- WORK REQUIRED:
Copy every record below, exactly as written.
— begin —
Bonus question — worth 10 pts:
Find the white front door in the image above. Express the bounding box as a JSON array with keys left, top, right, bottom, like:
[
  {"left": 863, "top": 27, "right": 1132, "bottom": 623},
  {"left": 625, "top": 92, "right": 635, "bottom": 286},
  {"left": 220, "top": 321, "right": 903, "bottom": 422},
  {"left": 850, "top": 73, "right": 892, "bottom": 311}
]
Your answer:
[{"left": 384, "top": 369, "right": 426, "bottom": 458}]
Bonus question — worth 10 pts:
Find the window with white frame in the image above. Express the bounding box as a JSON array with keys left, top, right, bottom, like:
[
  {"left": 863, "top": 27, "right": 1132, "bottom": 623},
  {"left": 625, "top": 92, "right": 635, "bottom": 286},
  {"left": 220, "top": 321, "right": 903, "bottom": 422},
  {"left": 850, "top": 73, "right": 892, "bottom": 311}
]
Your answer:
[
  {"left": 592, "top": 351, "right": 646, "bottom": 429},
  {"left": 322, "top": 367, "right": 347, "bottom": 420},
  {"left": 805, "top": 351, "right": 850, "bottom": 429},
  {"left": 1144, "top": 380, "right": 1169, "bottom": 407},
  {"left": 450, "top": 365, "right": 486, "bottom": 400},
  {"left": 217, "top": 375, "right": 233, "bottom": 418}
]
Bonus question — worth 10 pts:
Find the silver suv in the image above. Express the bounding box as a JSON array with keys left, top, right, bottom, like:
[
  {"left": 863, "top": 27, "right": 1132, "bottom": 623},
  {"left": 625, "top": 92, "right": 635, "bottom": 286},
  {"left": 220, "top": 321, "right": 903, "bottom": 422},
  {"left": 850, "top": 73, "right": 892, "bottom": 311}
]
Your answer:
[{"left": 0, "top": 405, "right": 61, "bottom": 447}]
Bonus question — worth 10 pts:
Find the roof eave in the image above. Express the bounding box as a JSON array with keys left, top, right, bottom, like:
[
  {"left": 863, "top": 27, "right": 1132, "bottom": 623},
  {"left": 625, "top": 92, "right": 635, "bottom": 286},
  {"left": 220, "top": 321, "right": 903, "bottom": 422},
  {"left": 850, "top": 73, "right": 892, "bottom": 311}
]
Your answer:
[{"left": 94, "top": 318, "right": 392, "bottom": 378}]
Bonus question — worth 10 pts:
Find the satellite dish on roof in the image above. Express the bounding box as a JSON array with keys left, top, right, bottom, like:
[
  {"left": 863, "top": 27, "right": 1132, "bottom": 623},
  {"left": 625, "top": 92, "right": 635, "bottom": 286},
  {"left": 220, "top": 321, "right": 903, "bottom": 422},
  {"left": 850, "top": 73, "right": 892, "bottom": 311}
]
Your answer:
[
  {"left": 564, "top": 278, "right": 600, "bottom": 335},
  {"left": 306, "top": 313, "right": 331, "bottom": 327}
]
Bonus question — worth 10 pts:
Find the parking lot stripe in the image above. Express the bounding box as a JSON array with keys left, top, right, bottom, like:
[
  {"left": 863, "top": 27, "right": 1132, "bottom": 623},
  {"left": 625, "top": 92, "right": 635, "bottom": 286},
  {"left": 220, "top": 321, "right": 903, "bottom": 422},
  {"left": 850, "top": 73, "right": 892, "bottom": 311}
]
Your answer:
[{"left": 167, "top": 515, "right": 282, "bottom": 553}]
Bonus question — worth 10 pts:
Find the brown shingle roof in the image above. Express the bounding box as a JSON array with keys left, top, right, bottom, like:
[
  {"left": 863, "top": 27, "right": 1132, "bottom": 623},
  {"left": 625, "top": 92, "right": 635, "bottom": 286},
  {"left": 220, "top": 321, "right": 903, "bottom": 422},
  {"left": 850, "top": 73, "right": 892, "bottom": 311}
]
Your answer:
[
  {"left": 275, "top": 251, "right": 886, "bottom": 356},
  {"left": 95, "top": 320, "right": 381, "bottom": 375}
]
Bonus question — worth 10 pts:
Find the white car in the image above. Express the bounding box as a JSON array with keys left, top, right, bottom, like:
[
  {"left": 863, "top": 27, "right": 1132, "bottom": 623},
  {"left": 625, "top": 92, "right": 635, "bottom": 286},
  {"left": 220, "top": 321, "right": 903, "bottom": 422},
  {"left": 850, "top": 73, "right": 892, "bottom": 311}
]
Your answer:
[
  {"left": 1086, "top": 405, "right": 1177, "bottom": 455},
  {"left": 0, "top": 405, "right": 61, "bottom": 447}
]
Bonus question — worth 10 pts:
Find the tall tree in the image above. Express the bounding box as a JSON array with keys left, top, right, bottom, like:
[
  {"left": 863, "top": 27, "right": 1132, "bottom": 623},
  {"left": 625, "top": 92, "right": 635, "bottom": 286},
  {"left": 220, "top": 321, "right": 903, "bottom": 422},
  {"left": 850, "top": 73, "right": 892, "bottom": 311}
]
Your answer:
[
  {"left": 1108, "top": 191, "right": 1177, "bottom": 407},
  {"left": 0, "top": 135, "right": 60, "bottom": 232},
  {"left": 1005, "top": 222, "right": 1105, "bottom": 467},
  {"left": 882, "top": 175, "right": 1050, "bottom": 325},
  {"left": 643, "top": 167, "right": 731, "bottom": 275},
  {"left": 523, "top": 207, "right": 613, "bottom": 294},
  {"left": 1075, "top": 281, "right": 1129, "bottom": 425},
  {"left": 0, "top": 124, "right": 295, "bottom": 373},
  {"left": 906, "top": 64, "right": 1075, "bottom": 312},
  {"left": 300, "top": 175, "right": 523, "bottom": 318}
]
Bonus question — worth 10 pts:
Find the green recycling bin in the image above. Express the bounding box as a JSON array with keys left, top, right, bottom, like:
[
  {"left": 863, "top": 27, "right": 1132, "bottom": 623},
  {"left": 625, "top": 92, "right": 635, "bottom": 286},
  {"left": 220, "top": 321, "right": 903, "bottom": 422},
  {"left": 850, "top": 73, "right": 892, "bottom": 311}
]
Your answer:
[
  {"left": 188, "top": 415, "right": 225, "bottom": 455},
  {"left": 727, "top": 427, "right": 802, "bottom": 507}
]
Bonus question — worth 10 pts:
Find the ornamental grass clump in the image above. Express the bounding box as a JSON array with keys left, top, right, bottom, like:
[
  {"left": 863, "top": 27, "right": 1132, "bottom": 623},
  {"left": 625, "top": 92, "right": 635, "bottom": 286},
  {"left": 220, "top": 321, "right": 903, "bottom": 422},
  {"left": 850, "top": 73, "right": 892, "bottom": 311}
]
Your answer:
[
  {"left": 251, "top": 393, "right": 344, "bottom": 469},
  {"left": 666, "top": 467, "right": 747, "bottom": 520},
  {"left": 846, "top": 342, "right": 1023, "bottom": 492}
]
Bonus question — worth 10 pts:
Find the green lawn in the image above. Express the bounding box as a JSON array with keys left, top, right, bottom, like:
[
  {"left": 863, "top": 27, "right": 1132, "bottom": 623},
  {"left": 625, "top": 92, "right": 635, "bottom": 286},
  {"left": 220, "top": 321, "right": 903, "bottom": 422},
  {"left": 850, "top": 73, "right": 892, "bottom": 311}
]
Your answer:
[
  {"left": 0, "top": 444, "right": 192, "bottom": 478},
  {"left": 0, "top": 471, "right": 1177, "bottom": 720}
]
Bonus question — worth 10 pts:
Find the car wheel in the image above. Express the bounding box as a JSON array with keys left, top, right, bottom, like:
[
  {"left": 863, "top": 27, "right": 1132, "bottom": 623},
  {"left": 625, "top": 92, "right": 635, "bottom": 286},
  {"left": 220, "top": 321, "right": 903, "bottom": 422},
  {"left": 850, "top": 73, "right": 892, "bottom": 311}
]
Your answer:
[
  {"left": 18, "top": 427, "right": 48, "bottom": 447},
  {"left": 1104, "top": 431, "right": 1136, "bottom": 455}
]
— end —
- TASK SOLUTION:
Bonus question — worth 10 pts:
Find the white front door in the image above. Express the bounding box as a JSON array with keys left, top, right, bottom, like:
[
  {"left": 863, "top": 27, "right": 1132, "bottom": 623},
  {"left": 625, "top": 92, "right": 635, "bottom": 286},
  {"left": 220, "top": 321, "right": 903, "bottom": 422},
  {"left": 850, "top": 73, "right": 892, "bottom": 311}
]
Your answer:
[{"left": 384, "top": 369, "right": 426, "bottom": 458}]
Bonus question — worth 10 pts:
Find the window with white frame in the image above. Express the bounding box as a JSON array with keys left, top, right, bottom, like:
[
  {"left": 863, "top": 27, "right": 1132, "bottom": 623},
  {"left": 625, "top": 92, "right": 635, "bottom": 286},
  {"left": 220, "top": 321, "right": 903, "bottom": 422},
  {"left": 850, "top": 73, "right": 892, "bottom": 311}
]
Your answer:
[
  {"left": 592, "top": 351, "right": 646, "bottom": 429},
  {"left": 322, "top": 367, "right": 347, "bottom": 420},
  {"left": 805, "top": 351, "right": 850, "bottom": 429},
  {"left": 1144, "top": 380, "right": 1169, "bottom": 407},
  {"left": 450, "top": 365, "right": 486, "bottom": 400},
  {"left": 217, "top": 375, "right": 233, "bottom": 418}
]
Bonus question — worth 10 pts:
Find the silver suv in the image above. Express the bounding box as a JSON array with keys left, top, right, bottom, like:
[
  {"left": 863, "top": 27, "right": 1132, "bottom": 623},
  {"left": 625, "top": 92, "right": 635, "bottom": 286},
  {"left": 220, "top": 321, "right": 903, "bottom": 422},
  {"left": 850, "top": 73, "right": 892, "bottom": 311}
]
Your answer:
[{"left": 0, "top": 405, "right": 61, "bottom": 447}]
Bonus question — worth 10 pts:
Find the roof eave in the image above. Express the bounding box as a JSON array with keys left, top, right, bottom, like:
[
  {"left": 863, "top": 27, "right": 1132, "bottom": 623},
  {"left": 625, "top": 92, "right": 635, "bottom": 286},
  {"left": 220, "top": 321, "right": 903, "bottom": 422},
  {"left": 850, "top": 73, "right": 892, "bottom": 311}
]
Your answer:
[{"left": 94, "top": 318, "right": 392, "bottom": 378}]
Bonus question — worth 10 pts:
Find the satellite dish on roof in the image above. Express the bounding box as a JSON array with keys left, top, right, bottom, like:
[
  {"left": 863, "top": 27, "right": 1132, "bottom": 623},
  {"left": 625, "top": 92, "right": 635, "bottom": 286},
  {"left": 220, "top": 321, "right": 903, "bottom": 422},
  {"left": 850, "top": 73, "right": 892, "bottom": 311}
]
Your answer:
[
  {"left": 564, "top": 278, "right": 600, "bottom": 335},
  {"left": 306, "top": 313, "right": 331, "bottom": 327}
]
Bonus question — worth 10 pts:
Find the parking lot stripe in the image above. Express the bounding box as a JSON array with keys left, top, right, bottom, like:
[
  {"left": 863, "top": 27, "right": 1132, "bottom": 623},
  {"left": 625, "top": 92, "right": 635, "bottom": 286},
  {"left": 220, "top": 321, "right": 903, "bottom": 422},
  {"left": 850, "top": 73, "right": 892, "bottom": 311}
]
Your answer:
[{"left": 167, "top": 515, "right": 282, "bottom": 553}]
Bonus question — worth 10 pts:
Find the brown shingle roof in the image above. Express the bounding box as a JSON array with keys left, top, right, bottom, like:
[
  {"left": 863, "top": 27, "right": 1132, "bottom": 623},
  {"left": 625, "top": 92, "right": 635, "bottom": 286},
  {"left": 220, "top": 321, "right": 903, "bottom": 422},
  {"left": 850, "top": 73, "right": 892, "bottom": 311}
]
Your answer:
[
  {"left": 275, "top": 251, "right": 886, "bottom": 356},
  {"left": 95, "top": 320, "right": 381, "bottom": 375}
]
Bonus question — worth 10 pts:
Find the white car in the image above. Express the bounding box as a JSON array with keys left, top, right, bottom, like:
[
  {"left": 863, "top": 27, "right": 1132, "bottom": 623},
  {"left": 625, "top": 92, "right": 635, "bottom": 286},
  {"left": 220, "top": 321, "right": 903, "bottom": 422},
  {"left": 850, "top": 73, "right": 892, "bottom": 311}
]
Your answer:
[
  {"left": 1086, "top": 405, "right": 1177, "bottom": 455},
  {"left": 0, "top": 405, "right": 61, "bottom": 447}
]
Bonus question — worth 10 pts:
Find the tall tree in the image above. Express the bounding box as a JSON array with keys left, top, right, bottom, like:
[
  {"left": 863, "top": 27, "right": 1132, "bottom": 623},
  {"left": 625, "top": 92, "right": 635, "bottom": 286},
  {"left": 220, "top": 321, "right": 903, "bottom": 422},
  {"left": 850, "top": 73, "right": 892, "bottom": 311}
]
Your answer:
[
  {"left": 1108, "top": 191, "right": 1177, "bottom": 407},
  {"left": 0, "top": 135, "right": 60, "bottom": 232},
  {"left": 1005, "top": 222, "right": 1105, "bottom": 467},
  {"left": 882, "top": 175, "right": 1050, "bottom": 325},
  {"left": 643, "top": 167, "right": 731, "bottom": 275},
  {"left": 523, "top": 207, "right": 613, "bottom": 294},
  {"left": 1075, "top": 281, "right": 1129, "bottom": 425},
  {"left": 0, "top": 124, "right": 295, "bottom": 373},
  {"left": 906, "top": 64, "right": 1075, "bottom": 312},
  {"left": 300, "top": 175, "right": 523, "bottom": 318}
]
Bonus question — worth 10 pts:
Find the green recycling bin in the image above. Express the bounding box as a JSON array with keys left, top, right, bottom, like:
[
  {"left": 863, "top": 27, "right": 1132, "bottom": 623},
  {"left": 625, "top": 92, "right": 635, "bottom": 286},
  {"left": 220, "top": 321, "right": 903, "bottom": 422},
  {"left": 850, "top": 73, "right": 892, "bottom": 311}
]
Your answer:
[
  {"left": 188, "top": 415, "right": 225, "bottom": 455},
  {"left": 727, "top": 427, "right": 802, "bottom": 507}
]
Bonus question — worth 10 pts:
Find the ornamental grass clump in the image above. Express the bounding box as a JSON array with keys left, top, right, bottom, like:
[
  {"left": 863, "top": 27, "right": 1132, "bottom": 623},
  {"left": 625, "top": 92, "right": 635, "bottom": 286},
  {"left": 220, "top": 321, "right": 903, "bottom": 422},
  {"left": 850, "top": 73, "right": 892, "bottom": 311}
]
Your answer:
[
  {"left": 251, "top": 393, "right": 344, "bottom": 469},
  {"left": 666, "top": 467, "right": 747, "bottom": 520},
  {"left": 846, "top": 342, "right": 1023, "bottom": 492}
]
Bonus question — worth 10 pts:
Find the green lawn in the image above. Express the bounding box as a JSON array with keys left, top, right, bottom, like:
[
  {"left": 863, "top": 27, "right": 1132, "bottom": 623},
  {"left": 625, "top": 92, "right": 635, "bottom": 286},
  {"left": 220, "top": 321, "right": 903, "bottom": 422},
  {"left": 850, "top": 73, "right": 892, "bottom": 311}
]
Your answer:
[
  {"left": 0, "top": 444, "right": 192, "bottom": 478},
  {"left": 0, "top": 471, "right": 1177, "bottom": 720}
]
Bonus question — worth 10 pts:
Find the car wheel in the image above. Express the bounding box as a JSON array with keys left, top, right, bottom, like:
[
  {"left": 863, "top": 27, "right": 1132, "bottom": 623},
  {"left": 625, "top": 92, "right": 635, "bottom": 286},
  {"left": 220, "top": 321, "right": 903, "bottom": 422},
  {"left": 850, "top": 73, "right": 892, "bottom": 311}
]
Your answer:
[
  {"left": 18, "top": 427, "right": 48, "bottom": 447},
  {"left": 1104, "top": 431, "right": 1136, "bottom": 455}
]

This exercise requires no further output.